(Aim of the exercise) Reproduce verbatim the part of the records below that opens with the line containing "Task: Where can the fallen" and continues through the end of the records.

═══ Exercise inputs

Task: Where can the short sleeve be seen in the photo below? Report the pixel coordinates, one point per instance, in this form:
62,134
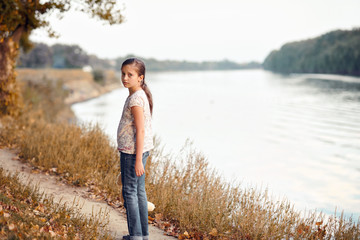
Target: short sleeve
136,101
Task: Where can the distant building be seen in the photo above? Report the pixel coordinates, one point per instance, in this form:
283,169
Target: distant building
87,68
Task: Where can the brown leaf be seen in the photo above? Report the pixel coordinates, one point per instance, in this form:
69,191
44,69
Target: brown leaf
213,232
319,223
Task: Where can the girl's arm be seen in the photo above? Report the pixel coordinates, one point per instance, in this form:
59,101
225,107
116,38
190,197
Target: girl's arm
138,114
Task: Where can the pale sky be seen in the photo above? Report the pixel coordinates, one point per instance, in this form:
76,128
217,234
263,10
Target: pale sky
197,30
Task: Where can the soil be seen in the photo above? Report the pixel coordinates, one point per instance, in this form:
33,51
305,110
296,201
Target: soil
63,193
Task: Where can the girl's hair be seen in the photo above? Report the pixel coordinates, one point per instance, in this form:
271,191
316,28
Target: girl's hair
140,66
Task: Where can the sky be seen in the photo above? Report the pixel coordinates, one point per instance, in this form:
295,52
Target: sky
203,30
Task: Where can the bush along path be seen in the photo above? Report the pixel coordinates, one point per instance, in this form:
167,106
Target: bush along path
72,196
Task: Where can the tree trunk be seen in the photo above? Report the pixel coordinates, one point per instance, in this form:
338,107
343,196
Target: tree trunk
10,97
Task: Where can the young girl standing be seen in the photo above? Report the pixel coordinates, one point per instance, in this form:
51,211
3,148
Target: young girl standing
135,140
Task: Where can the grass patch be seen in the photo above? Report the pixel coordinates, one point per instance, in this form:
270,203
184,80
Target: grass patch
27,214
192,200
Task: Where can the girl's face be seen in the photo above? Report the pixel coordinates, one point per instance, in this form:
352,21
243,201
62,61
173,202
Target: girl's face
130,78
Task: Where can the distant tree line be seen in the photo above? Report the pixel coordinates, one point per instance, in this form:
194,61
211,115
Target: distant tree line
336,52
73,56
59,56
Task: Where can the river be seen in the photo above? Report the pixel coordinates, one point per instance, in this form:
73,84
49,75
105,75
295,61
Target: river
297,135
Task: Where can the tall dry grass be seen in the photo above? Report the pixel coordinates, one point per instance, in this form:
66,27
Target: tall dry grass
26,213
186,191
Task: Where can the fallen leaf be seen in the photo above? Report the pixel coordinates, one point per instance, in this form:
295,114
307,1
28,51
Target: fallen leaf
12,227
213,232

══════

(Response)
Task: Where can the fallen leaf be seen in the photo above? Report the pixel coordinates, one point per instance, in this form:
295,114
307,1
28,51
Target: fallen leaf
12,227
213,232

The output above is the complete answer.